* [Records to process]

┄┄┄┄┄┄┄┄┄┄

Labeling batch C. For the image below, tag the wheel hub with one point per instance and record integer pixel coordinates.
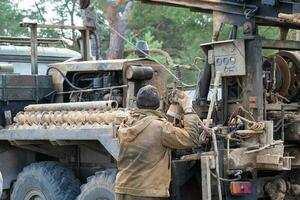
(35, 195)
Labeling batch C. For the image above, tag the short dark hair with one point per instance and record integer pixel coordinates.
(148, 98)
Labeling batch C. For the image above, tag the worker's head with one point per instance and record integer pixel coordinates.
(148, 98)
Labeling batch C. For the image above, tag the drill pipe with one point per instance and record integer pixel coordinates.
(72, 106)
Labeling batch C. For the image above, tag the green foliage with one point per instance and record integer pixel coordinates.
(10, 18)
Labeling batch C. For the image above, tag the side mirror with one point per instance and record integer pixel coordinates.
(84, 4)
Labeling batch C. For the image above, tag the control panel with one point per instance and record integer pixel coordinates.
(228, 57)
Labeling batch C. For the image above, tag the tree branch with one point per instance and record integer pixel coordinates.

┄┄┄┄┄┄┄┄┄┄

* [Given request]
Replace "one point per instance" with "a single point per instance" in the records from the line containing "Labeling batch C. For the image above, tag the green" through the end of the records. Give only those lines, with nothing else changed.

* [Output below]
Labeling batch C. For the image above, tag the green foliage with a single point per instance and record integer pixel coordinates.
(10, 18)
Labeling batch C. For the image above, tag the side mirror with a single point per instance and record integer pixel coordinates.
(84, 4)
Labeling batch C. For the image above, tag the control panel with a single point per instance and record integer pixel coordinates.
(228, 57)
Labeling batch C. For the image above, tag the tree branch with a single point per instance and record integer pixel coordinates.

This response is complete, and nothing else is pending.